▸ Directive
Answer these questions from the forum excerpt about memorable books:
(a) What date is given for the reply by Nuytsia?
(b) What order does the poster say the list follows?
(c) Who are named as the authors of The Death Gate Cycle?

** Start Text extract **

I guess putting in dashes for erased lines is sort of forth wall breaking?
It's FREAKY in any case.
Do you think the story about why there's erased lines was a fiction?


RE: Your Twenty Most Memorable Books - Nuytsia - Jun-02-2010

Oh so my 20 most memorable books... knowing my memory I'll be hard pressed to name 20 (and I can't really list every book in a series so ...)

In no particular order (oh ok, it IS the order I thought of them in, that's an order):

1. Well all the Robin Hobb books obviously spring to mind. I don't know which one/s would be my fav though!
2. Game of Thrones (GRRM). No surprises so far.... yeah I like this.... probably talked about it enough in the actual thread on it.
3. The Death Gate Cycle (Weiss and Hickman)..... I really got sucked into this when I read it (quite a long time ago now).

** End Text extract **
** Start Dataset records **

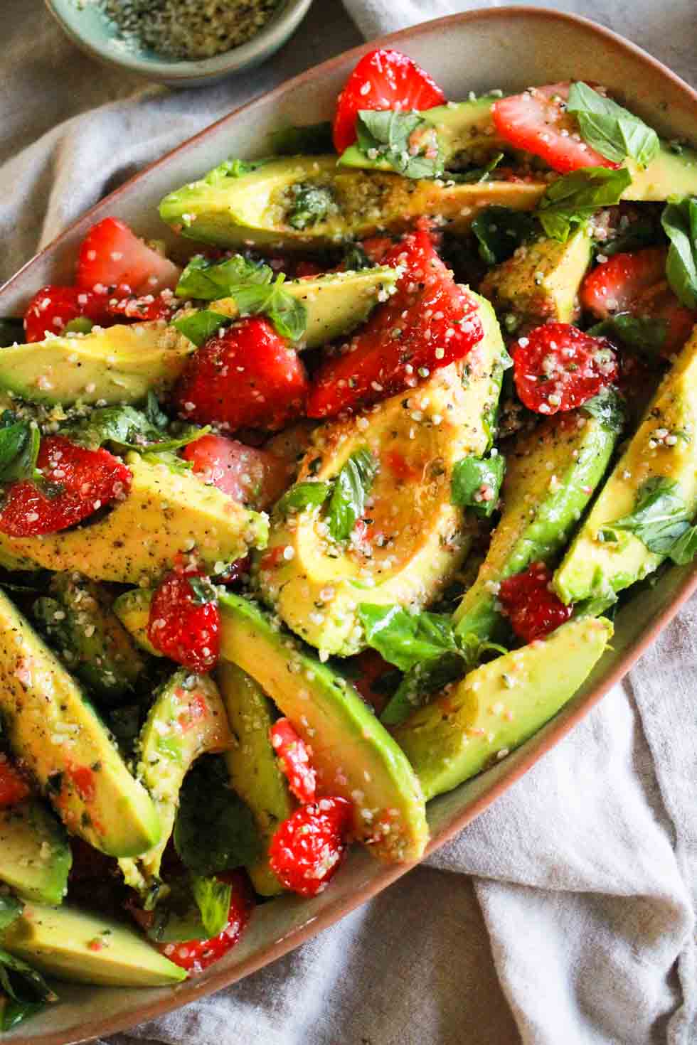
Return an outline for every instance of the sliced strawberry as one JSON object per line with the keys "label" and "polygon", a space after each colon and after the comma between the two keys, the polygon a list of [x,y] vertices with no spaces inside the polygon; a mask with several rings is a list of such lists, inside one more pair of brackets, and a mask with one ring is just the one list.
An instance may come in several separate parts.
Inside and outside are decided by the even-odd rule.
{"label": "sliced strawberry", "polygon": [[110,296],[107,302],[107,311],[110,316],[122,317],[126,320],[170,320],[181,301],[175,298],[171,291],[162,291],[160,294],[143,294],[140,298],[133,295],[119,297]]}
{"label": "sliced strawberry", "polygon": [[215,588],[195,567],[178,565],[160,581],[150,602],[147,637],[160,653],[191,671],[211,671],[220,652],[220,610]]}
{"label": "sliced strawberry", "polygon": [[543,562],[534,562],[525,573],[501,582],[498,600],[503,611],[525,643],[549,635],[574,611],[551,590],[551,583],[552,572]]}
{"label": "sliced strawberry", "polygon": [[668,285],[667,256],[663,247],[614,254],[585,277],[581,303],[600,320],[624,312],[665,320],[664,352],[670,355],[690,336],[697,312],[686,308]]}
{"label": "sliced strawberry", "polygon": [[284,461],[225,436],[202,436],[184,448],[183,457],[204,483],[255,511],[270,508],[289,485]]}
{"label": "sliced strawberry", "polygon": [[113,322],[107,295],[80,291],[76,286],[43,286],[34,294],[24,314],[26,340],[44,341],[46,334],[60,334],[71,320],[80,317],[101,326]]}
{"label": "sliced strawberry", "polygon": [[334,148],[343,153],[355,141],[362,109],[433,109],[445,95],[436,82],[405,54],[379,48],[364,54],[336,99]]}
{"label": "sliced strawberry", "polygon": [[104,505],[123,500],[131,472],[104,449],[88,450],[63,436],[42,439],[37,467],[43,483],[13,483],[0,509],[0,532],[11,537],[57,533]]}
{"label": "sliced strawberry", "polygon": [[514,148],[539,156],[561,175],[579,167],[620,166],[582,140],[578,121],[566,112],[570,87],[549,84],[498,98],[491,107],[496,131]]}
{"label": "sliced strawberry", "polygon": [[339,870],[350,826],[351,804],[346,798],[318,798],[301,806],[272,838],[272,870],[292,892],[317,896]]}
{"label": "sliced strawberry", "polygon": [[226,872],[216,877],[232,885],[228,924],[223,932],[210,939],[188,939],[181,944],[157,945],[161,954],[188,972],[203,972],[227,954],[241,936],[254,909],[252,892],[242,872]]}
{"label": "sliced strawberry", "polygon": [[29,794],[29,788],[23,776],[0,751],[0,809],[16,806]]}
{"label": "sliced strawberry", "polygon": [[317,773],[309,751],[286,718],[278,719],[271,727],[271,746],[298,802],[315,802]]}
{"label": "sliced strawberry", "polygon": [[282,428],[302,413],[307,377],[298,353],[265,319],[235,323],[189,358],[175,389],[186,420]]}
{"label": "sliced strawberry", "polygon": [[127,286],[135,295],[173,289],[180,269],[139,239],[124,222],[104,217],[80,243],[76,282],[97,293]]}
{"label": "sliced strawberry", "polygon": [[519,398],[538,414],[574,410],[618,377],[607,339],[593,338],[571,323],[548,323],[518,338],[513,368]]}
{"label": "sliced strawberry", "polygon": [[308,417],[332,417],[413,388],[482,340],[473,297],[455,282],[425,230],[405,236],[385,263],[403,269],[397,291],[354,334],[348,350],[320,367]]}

** End Dataset records **

▸ Solved problem
(a) Jun-02-2010
(b) The order in which the poster thought of the books
(c) Weiss and Hickman